■ Exercise details: The full set of lines below has to be duplicated exactly, with no picture kept.

■ Supplied material:
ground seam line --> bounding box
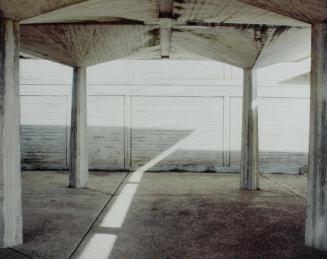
[84,188,113,195]
[262,174,306,200]
[68,172,130,259]
[9,248,36,259]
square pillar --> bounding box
[240,68,259,190]
[69,67,88,188]
[0,19,23,247]
[306,23,327,251]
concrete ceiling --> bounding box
[255,27,311,68]
[239,0,327,24]
[281,72,310,85]
[172,25,278,68]
[0,0,87,20]
[21,0,158,24]
[20,24,159,67]
[173,0,308,27]
[1,0,317,67]
[1,0,316,26]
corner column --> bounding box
[240,68,259,190]
[306,23,327,251]
[69,67,88,188]
[0,19,23,247]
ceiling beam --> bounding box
[159,0,173,58]
[159,0,173,18]
[160,18,172,58]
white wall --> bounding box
[20,59,310,174]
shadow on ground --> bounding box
[0,172,326,259]
[108,173,327,259]
[0,171,127,259]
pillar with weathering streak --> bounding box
[240,68,259,190]
[305,23,327,251]
[19,23,159,188]
[0,18,23,247]
[69,66,88,188]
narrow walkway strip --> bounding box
[69,172,130,259]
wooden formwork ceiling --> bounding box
[1,0,318,67]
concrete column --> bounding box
[305,23,327,251]
[240,68,259,190]
[69,67,88,188]
[0,19,23,247]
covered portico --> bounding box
[0,0,326,256]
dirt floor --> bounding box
[0,171,326,259]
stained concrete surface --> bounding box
[1,172,326,258]
[6,171,127,259]
[74,173,327,259]
[0,249,29,259]
[22,171,126,195]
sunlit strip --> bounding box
[100,183,138,228]
[78,133,195,259]
[78,233,117,259]
[100,134,194,229]
[129,134,193,183]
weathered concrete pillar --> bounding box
[0,19,23,247]
[305,23,327,251]
[69,67,88,188]
[240,68,259,190]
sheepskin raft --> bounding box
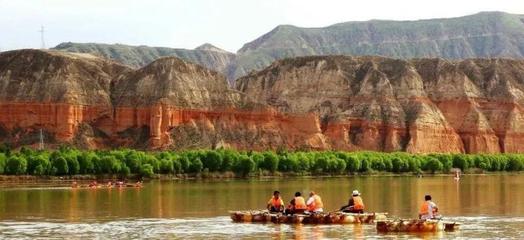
[376,219,460,233]
[229,210,387,224]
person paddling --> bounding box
[267,191,285,213]
[419,194,440,220]
[306,191,324,213]
[340,190,365,213]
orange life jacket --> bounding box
[294,196,307,210]
[269,197,282,208]
[353,196,365,210]
[419,201,436,215]
[307,195,324,211]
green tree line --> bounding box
[0,147,523,177]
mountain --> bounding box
[53,12,524,82]
[233,11,524,79]
[53,42,236,84]
[2,49,524,153]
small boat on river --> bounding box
[376,219,460,233]
[230,210,387,224]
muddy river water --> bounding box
[0,175,523,239]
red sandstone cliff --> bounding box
[236,56,524,153]
[1,50,524,153]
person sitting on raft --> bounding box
[340,190,365,213]
[419,194,440,220]
[285,192,308,215]
[306,191,324,213]
[267,190,285,213]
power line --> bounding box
[38,25,46,49]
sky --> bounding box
[1,0,523,53]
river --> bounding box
[0,175,523,239]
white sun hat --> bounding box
[352,190,360,196]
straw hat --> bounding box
[352,190,360,196]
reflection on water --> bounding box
[0,216,523,239]
[0,175,523,239]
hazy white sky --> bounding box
[1,0,523,52]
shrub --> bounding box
[203,151,223,172]
[295,152,312,172]
[424,157,443,173]
[220,150,237,172]
[507,155,524,171]
[78,152,95,174]
[407,156,422,172]
[234,155,255,176]
[120,165,131,176]
[261,152,279,172]
[177,155,190,173]
[5,155,27,175]
[391,157,408,173]
[278,155,299,172]
[98,156,121,174]
[140,164,154,178]
[172,158,182,173]
[313,156,329,173]
[66,156,80,175]
[453,154,469,171]
[329,157,346,174]
[50,156,68,175]
[360,158,371,172]
[160,159,174,174]
[433,154,453,173]
[125,151,143,173]
[27,155,50,175]
[188,158,203,173]
[0,153,6,174]
[143,155,160,172]
[345,155,361,173]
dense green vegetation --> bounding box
[0,146,523,177]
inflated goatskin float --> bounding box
[229,210,387,224]
[376,219,460,233]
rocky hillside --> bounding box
[53,42,236,83]
[54,12,524,82]
[234,11,524,79]
[237,55,524,153]
[2,49,524,153]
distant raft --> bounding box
[229,210,387,224]
[376,219,460,233]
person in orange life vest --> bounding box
[306,191,324,213]
[285,192,308,215]
[340,190,365,213]
[419,194,439,220]
[267,190,285,212]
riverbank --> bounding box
[1,170,521,188]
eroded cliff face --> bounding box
[2,49,524,153]
[237,56,524,153]
[0,50,130,147]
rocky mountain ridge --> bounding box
[54,12,524,81]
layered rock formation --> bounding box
[2,49,524,153]
[236,56,524,153]
[0,50,130,147]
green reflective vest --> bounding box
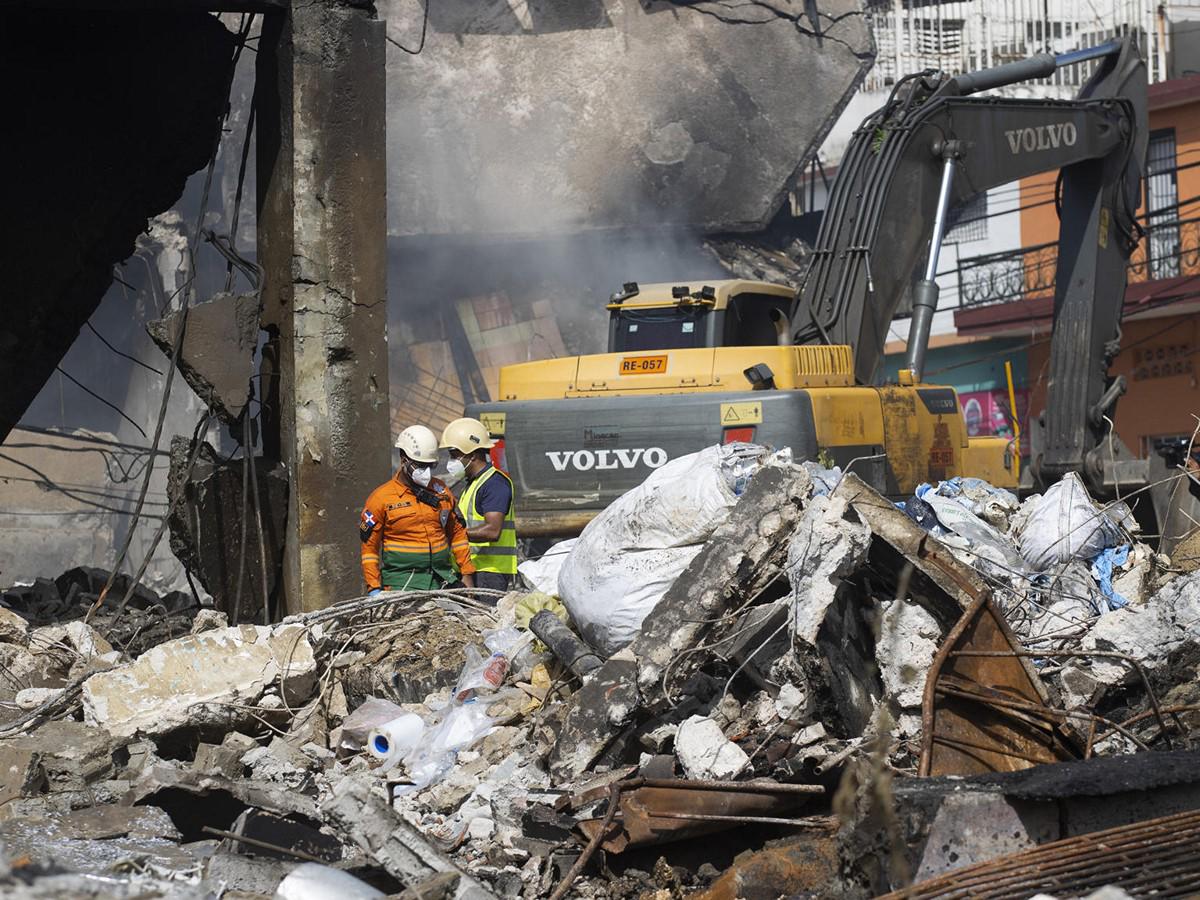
[457,466,518,575]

■ Output of the exercise:
ground seam line --> bounding box
[84,188,113,195]
[262,174,306,200]
[68,172,130,259]
[9,248,36,259]
square pillar --> bounding box
[240,68,259,190]
[69,67,88,188]
[0,19,23,247]
[306,23,327,251]
concrete ceiling --> bounding box
[255,27,311,68]
[239,0,327,24]
[281,72,310,85]
[172,25,278,68]
[0,0,87,20]
[21,0,158,24]
[20,24,159,67]
[173,0,308,27]
[1,0,317,67]
[1,0,316,26]
corner column --> bounding box
[240,68,259,190]
[306,23,327,251]
[69,67,88,188]
[0,19,23,247]
ceiling beam --> bounding box
[159,0,173,58]
[159,0,173,18]
[160,18,172,58]
white wall --> bounding box
[20,59,310,174]
shadow on ground --> bounding box
[0,172,326,259]
[108,173,327,259]
[0,171,127,259]
pillar with weathering streak --> bounding box
[240,68,259,190]
[305,23,327,251]
[19,23,159,188]
[0,18,23,247]
[69,66,88,188]
narrow walkway strip --> bounding box
[69,172,130,259]
wooden formwork ceiling --> bounding box
[1,0,318,67]
concrete column --> bounding box
[305,23,327,251]
[240,68,259,190]
[69,67,88,188]
[0,19,23,247]
covered portico --> bounding box
[0,0,326,256]
dirt floor --> bounding box
[0,171,326,259]
stained concrete surface --> bounding box
[1,172,326,258]
[6,171,127,259]
[74,173,327,259]
[0,249,29,259]
[22,171,126,195]
sunlit strip --> bounding box
[100,183,138,228]
[78,133,195,259]
[78,233,117,259]
[100,134,194,229]
[129,134,193,183]
weathered concrete pillar --> bounding box
[0,19,23,247]
[305,23,327,251]
[69,67,88,188]
[240,68,259,190]
sheepskin raft --> bounding box
[376,219,460,233]
[229,210,387,224]
person paddling --> bounding box
[267,191,285,213]
[419,194,440,220]
[306,191,324,213]
[340,190,365,213]
orange life jacket --> bounding box
[294,196,307,210]
[269,197,282,208]
[353,196,365,210]
[419,201,436,215]
[307,195,324,211]
green tree line --> bounding box
[0,147,523,177]
mountain --> bounding box
[53,12,524,82]
[233,11,524,79]
[53,42,236,84]
[2,49,524,153]
small boat on river --> bounding box
[376,219,460,233]
[230,210,387,224]
muddy river water --> bounding box
[0,175,523,239]
red sandstone cliff --> bounding box
[236,56,524,153]
[1,50,524,153]
person sitting on raft --> bounding box
[340,190,365,213]
[419,194,440,220]
[285,192,308,215]
[306,191,324,213]
[267,190,285,213]
power line --> bounding box
[38,25,46,49]
sky --> bounding box
[1,0,523,53]
river --> bounding box
[0,175,523,239]
white sun hat --> bounding box
[352,190,360,196]
straw hat --> bounding box
[352,190,360,196]
reflection on water --> bounding box
[0,216,523,239]
[0,175,523,239]
hazy white sky --> bounding box
[1,0,523,52]
shrub --> bounding box
[203,151,223,172]
[295,152,312,172]
[424,157,443,173]
[220,150,237,172]
[507,155,524,171]
[78,152,95,174]
[407,156,422,172]
[234,155,255,176]
[120,165,131,176]
[261,152,279,172]
[177,155,190,173]
[5,155,27,175]
[391,157,408,173]
[278,155,299,172]
[98,156,121,174]
[140,164,154,178]
[172,158,182,173]
[313,156,329,173]
[66,156,80,175]
[453,154,469,171]
[329,157,346,174]
[50,156,68,175]
[360,158,371,172]
[160,159,174,174]
[433,154,453,173]
[125,151,143,173]
[27,155,50,175]
[188,158,203,173]
[0,153,6,174]
[143,155,160,172]
[345,155,361,173]
dense green vegetation --> bounding box
[0,146,523,177]
inflated goatskin float --> bounding box
[229,210,387,224]
[376,219,460,233]
rocky hillside --> bounding box
[53,42,236,83]
[54,12,524,82]
[234,11,524,79]
[237,55,524,153]
[2,49,524,153]
distant raft --> bounding box
[229,210,387,224]
[376,219,460,233]
person in orange life vest --> bounding box
[306,191,324,213]
[285,192,308,215]
[340,190,365,213]
[419,194,439,220]
[267,190,285,212]
riverbank --> bounding box
[1,170,521,188]
eroded cliff face --> bounding box
[2,49,524,153]
[237,56,524,153]
[0,50,130,147]
rocky mountain ridge --> bounding box
[54,12,524,81]
layered rock formation --> bounding box
[2,49,524,153]
[236,56,524,153]
[0,50,130,147]
green reflective vest --> bounding box
[457,466,518,575]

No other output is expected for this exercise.